• [Input material]:
..............................

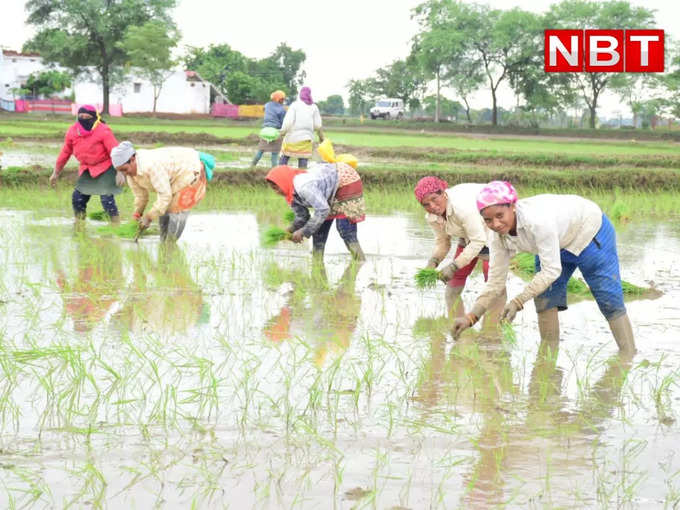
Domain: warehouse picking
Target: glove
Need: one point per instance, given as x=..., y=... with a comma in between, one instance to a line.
x=432, y=263
x=510, y=310
x=144, y=222
x=447, y=273
x=120, y=179
x=53, y=178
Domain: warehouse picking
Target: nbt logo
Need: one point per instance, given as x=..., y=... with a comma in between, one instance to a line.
x=604, y=51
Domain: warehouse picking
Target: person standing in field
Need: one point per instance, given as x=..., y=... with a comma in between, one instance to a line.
x=274, y=112
x=452, y=214
x=334, y=191
x=565, y=232
x=90, y=140
x=177, y=175
x=301, y=121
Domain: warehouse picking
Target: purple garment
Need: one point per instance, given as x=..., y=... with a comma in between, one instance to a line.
x=306, y=95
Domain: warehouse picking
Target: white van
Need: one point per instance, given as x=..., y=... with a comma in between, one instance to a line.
x=388, y=109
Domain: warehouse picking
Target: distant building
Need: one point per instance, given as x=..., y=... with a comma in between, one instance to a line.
x=182, y=92
x=15, y=68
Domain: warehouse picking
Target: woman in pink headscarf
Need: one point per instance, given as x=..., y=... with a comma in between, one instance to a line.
x=452, y=214
x=301, y=121
x=565, y=232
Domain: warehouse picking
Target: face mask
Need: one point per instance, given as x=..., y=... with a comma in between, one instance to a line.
x=87, y=123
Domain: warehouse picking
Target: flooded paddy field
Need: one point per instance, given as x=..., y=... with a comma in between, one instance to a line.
x=220, y=374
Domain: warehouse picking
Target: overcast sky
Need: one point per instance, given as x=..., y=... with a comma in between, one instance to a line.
x=342, y=39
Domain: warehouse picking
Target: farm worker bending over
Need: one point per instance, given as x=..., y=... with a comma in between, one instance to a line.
x=299, y=124
x=452, y=214
x=274, y=112
x=334, y=191
x=565, y=232
x=176, y=174
x=90, y=140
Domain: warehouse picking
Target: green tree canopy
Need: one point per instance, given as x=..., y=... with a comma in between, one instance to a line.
x=46, y=83
x=149, y=49
x=245, y=80
x=333, y=105
x=81, y=33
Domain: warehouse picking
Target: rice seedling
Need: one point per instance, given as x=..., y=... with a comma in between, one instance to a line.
x=426, y=278
x=98, y=216
x=273, y=235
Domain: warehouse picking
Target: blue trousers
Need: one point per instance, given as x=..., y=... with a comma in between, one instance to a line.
x=302, y=162
x=80, y=200
x=599, y=264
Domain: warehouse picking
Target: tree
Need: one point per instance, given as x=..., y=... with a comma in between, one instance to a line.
x=82, y=33
x=232, y=72
x=149, y=49
x=585, y=14
x=46, y=83
x=333, y=105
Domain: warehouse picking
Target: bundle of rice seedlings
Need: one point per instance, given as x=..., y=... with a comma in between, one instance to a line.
x=125, y=230
x=273, y=235
x=99, y=216
x=508, y=333
x=426, y=277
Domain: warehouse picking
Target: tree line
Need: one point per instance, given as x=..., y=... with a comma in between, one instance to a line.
x=468, y=47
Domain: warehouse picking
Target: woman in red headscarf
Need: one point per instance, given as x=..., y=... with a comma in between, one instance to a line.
x=452, y=214
x=90, y=140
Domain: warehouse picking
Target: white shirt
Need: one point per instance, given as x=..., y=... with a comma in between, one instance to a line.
x=462, y=221
x=545, y=225
x=300, y=122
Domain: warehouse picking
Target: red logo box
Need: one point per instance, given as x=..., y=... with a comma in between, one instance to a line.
x=604, y=51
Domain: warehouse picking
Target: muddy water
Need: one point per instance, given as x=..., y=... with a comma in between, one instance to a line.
x=222, y=374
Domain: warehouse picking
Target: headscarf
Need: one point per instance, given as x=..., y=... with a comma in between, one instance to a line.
x=122, y=153
x=306, y=95
x=282, y=176
x=496, y=193
x=88, y=124
x=429, y=184
x=278, y=95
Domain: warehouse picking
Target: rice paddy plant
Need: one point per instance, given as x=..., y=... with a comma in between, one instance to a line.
x=98, y=216
x=426, y=278
x=273, y=235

..............................

• [Do this]: Turn the stretch from the start of the records through the line containing "x=53, y=178" into a Markdown table with the columns Row and Line, numbering each line and skipping blank lines. Leave the pictures out of the answer.

• [Task response]:
| Row | Line |
|---|---|
| 1 | Domain: warehouse picking |
| 2 | Target: glove |
| 3 | Need: one point per instance, given as x=..., y=... with a comma in between, one instance to a line. |
| 4 | x=432, y=263 |
| 5 | x=510, y=310 |
| 6 | x=144, y=222 |
| 7 | x=447, y=273 |
| 8 | x=120, y=179 |
| 9 | x=53, y=178 |